JOB: Every entry here needs to be repeated exactly.

EXTRACTED RECORDS:
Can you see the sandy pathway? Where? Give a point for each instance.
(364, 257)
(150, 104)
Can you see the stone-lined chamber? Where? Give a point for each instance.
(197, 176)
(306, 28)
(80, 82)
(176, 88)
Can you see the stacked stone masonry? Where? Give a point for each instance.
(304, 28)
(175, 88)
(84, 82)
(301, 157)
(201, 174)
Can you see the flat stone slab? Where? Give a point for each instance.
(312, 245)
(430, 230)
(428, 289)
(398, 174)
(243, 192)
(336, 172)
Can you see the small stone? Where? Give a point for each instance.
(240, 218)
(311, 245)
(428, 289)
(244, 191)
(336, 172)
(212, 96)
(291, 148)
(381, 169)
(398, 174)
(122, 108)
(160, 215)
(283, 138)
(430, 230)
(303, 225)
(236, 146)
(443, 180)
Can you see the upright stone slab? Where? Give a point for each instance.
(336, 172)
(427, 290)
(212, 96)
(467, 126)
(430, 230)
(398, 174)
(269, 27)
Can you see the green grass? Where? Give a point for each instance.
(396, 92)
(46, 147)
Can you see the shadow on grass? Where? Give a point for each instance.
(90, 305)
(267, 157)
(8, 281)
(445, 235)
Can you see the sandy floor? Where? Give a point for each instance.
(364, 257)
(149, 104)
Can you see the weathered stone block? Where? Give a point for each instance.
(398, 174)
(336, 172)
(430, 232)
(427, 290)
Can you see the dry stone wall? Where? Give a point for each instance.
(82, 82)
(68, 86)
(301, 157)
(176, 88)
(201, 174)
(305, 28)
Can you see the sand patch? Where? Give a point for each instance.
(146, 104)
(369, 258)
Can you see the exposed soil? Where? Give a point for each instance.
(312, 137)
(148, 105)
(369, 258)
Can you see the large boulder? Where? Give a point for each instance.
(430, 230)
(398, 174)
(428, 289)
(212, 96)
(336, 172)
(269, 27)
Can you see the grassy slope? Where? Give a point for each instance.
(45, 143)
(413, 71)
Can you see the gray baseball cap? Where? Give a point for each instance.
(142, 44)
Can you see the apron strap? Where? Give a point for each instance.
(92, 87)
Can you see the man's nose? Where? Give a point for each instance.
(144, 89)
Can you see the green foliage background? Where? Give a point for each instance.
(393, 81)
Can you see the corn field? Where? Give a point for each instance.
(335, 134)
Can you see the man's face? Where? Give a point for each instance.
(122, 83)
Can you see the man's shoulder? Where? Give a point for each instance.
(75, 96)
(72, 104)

OUTPUT FOR THIS TASK:
Can you see the sandy pathway? Where? Give a point for each instance.
(364, 257)
(150, 104)
Can you see the stone-lined chamber? Where? Give a point for each instance.
(197, 176)
(306, 28)
(80, 82)
(176, 88)
Can you see the stacked stone masonry? Where? Give a point for each instance.
(304, 28)
(175, 88)
(84, 82)
(301, 157)
(201, 174)
Can you see the flat stone slab? Where? Give a point for each instance.
(312, 245)
(430, 230)
(428, 289)
(398, 174)
(243, 192)
(336, 172)
Can you see the small stone? Where? Give a point for each instance.
(240, 218)
(311, 245)
(428, 289)
(244, 191)
(336, 172)
(212, 96)
(291, 148)
(381, 169)
(398, 174)
(122, 108)
(160, 215)
(283, 138)
(430, 230)
(303, 225)
(236, 146)
(443, 180)
Can you see the upright stone slab? Where? Give a point for each instance.
(336, 172)
(427, 290)
(212, 96)
(467, 126)
(430, 230)
(398, 174)
(269, 27)
Can you see the green grass? Where? Give a point for each instance.
(396, 92)
(46, 147)
Can you see the shadow on grass? Where? Give a point for each instance.
(90, 305)
(267, 157)
(8, 281)
(445, 235)
Can you see the sandy floor? Where? Give a point for each instance.
(364, 257)
(149, 104)
Can you see the weathered stone block? Where? Give a point for each instance.
(398, 174)
(336, 172)
(430, 232)
(427, 290)
Can you see the dry stone wall? Where? Give a point for each instance.
(82, 82)
(68, 86)
(301, 157)
(176, 88)
(201, 174)
(305, 28)
Can you see the sand patch? Where? Give a point for each instance.
(146, 104)
(369, 258)
Can you see the exposed soil? Where? Give a point for each instance.
(312, 137)
(148, 105)
(369, 258)
Can you see the large boulder? Where? Give a point for each instance.
(430, 230)
(398, 174)
(428, 289)
(212, 96)
(336, 172)
(269, 27)
Can you see the grassy slope? Where? Give a point for each instance.
(45, 143)
(413, 71)
Can you see the gray baseball cap? Where? Give a point for each instance.
(142, 44)
Can you see the apron strap? Where? Give a point for each instance.
(92, 87)
Can you see the man's nose? Where? Give a point for each instance.
(144, 89)
Can you see the green foliage background? Where? Give a point for each instance.
(393, 81)
Can you see the corn field? Where? Give a point for each instance.
(335, 134)
Can you see the man's face? Where? Give a point for each instance.
(122, 83)
Can you see the man's shoulder? Where? Give a point for each instance.
(75, 96)
(72, 104)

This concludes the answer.